(DATA SHOWN)
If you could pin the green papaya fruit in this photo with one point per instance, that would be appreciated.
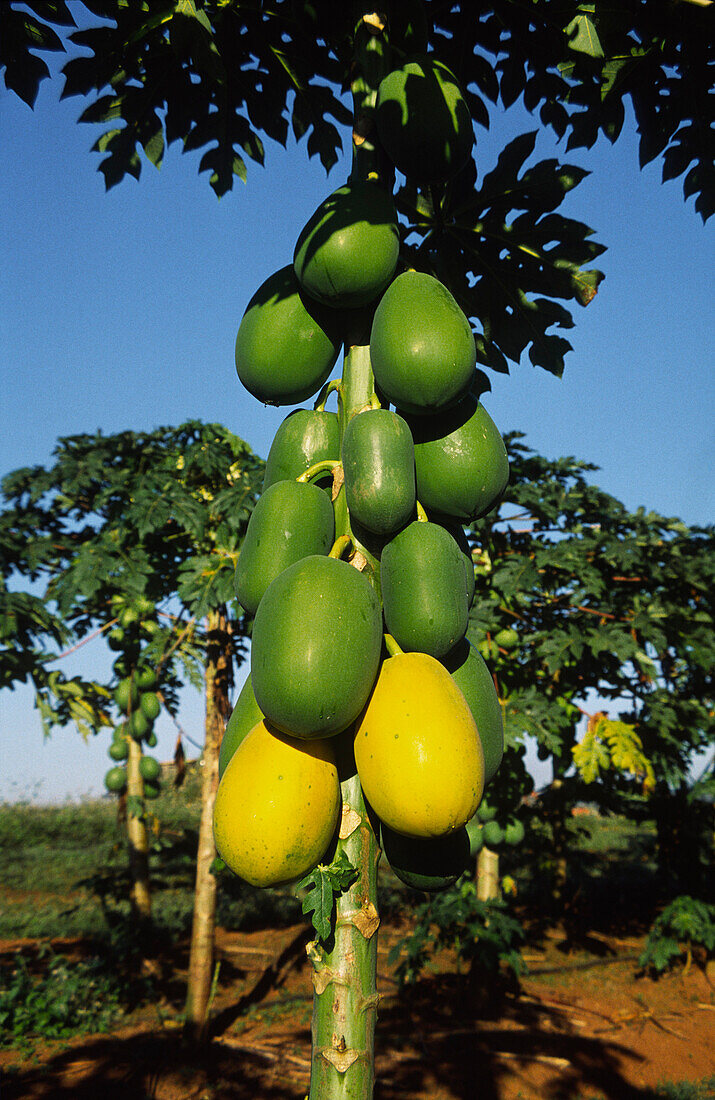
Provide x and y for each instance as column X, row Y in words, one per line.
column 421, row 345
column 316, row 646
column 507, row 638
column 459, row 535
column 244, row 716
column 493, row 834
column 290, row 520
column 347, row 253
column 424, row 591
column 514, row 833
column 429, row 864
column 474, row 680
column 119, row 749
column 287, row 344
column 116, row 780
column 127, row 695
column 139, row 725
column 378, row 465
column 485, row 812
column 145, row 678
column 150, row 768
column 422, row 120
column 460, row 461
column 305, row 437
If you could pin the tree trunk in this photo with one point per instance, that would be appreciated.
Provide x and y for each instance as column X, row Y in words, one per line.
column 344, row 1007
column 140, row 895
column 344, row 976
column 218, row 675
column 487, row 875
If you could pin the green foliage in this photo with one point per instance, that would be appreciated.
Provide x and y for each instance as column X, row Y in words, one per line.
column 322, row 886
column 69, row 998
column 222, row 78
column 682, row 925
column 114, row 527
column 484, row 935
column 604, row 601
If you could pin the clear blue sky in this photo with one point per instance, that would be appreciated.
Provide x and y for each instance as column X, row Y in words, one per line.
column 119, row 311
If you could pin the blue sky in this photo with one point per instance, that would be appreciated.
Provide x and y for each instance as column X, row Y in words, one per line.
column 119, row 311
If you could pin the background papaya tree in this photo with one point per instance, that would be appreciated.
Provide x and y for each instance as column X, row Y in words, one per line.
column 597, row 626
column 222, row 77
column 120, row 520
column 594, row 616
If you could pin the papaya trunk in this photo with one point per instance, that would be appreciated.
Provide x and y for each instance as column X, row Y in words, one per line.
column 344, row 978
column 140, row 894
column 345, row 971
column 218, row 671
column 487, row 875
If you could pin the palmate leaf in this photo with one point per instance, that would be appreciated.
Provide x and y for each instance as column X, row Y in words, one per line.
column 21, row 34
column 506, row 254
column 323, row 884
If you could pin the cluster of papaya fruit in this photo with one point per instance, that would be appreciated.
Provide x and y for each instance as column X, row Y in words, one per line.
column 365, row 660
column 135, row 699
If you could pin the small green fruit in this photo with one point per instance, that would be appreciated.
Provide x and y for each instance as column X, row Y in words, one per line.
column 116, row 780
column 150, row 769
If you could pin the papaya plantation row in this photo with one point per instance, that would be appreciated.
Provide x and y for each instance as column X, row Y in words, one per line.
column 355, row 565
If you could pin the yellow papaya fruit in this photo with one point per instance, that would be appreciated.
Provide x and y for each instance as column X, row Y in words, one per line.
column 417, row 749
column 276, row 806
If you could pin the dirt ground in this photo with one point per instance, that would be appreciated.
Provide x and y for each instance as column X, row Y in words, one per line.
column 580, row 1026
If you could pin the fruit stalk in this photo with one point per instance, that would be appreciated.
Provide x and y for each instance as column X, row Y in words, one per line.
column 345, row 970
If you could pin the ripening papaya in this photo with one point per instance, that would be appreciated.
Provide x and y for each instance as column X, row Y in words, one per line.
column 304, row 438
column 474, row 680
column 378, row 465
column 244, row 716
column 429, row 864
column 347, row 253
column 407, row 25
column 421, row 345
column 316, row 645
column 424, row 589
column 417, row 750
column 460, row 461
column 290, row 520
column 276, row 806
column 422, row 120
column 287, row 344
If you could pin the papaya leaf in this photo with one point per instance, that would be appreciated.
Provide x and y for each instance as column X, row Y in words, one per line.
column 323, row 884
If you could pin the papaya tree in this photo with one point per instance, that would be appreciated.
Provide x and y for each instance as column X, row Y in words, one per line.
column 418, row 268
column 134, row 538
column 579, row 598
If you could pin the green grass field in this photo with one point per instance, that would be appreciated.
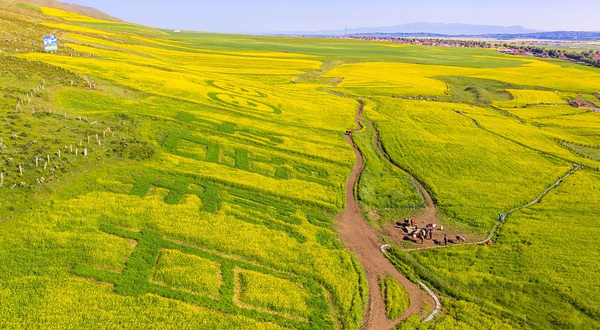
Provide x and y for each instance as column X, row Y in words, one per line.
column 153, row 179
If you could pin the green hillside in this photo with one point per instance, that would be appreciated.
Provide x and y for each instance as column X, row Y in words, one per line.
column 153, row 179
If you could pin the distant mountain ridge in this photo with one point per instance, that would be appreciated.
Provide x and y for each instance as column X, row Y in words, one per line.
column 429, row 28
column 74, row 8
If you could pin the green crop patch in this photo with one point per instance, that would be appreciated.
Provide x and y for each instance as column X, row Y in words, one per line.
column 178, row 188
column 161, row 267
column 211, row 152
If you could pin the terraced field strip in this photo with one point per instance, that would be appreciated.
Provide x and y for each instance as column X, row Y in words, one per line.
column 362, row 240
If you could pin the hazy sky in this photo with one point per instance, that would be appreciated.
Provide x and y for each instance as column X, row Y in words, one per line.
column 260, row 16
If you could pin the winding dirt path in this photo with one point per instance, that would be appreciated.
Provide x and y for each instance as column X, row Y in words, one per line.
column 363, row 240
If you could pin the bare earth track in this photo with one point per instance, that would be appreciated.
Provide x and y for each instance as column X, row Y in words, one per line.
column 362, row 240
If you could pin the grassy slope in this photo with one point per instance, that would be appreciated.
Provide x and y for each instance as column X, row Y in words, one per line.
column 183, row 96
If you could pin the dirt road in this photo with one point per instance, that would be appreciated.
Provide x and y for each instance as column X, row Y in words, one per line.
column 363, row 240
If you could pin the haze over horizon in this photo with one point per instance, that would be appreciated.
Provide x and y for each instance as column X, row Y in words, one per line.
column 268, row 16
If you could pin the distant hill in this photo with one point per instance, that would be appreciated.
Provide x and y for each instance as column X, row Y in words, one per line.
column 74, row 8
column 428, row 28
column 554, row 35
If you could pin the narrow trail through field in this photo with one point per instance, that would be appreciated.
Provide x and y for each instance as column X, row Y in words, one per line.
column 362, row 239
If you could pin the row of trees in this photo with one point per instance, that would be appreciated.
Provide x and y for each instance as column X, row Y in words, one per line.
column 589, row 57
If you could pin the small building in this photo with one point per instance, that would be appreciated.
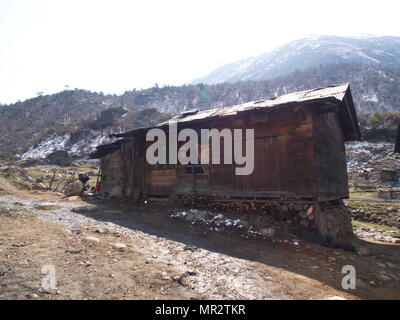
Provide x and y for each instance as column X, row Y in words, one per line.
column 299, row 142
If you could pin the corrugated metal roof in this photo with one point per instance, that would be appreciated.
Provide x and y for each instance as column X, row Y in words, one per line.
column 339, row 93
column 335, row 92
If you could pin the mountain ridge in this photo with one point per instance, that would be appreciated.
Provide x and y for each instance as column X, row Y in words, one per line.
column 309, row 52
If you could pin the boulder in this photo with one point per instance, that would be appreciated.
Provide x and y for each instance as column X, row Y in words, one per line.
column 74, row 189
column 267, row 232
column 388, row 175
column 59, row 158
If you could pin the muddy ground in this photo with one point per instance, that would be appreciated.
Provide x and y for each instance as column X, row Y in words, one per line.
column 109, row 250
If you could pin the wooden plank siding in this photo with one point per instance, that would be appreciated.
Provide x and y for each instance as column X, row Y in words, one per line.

(WORK INSTRUCTIONS)
Repeat only the lines running from the line that contains "If you could pin the mountain" through the last line above, inclusive.

(YOUR RESPONSE)
If you could pin the mountain ridge in this photo with one point per instance, that would be appreciated.
Provide x and y for each instance as column X, row Y in words, one per line.
column 309, row 52
If you could pin the boulder in this photo with one point per instance, that would be appreciated.
Provide x and y for each instance as column X, row Y in words, one per line.
column 74, row 189
column 267, row 232
column 388, row 175
column 59, row 158
If you could pin the muddy ground in this photo with one point per instance, that would be appreciated.
Provide x and y for each instance as column X, row Y in words, one per line.
column 109, row 250
If you could pin the wooden plank siding in this photo with one point per instance, that would be appreciated.
Provide x and y for each instance as column X, row Y in words, one per line.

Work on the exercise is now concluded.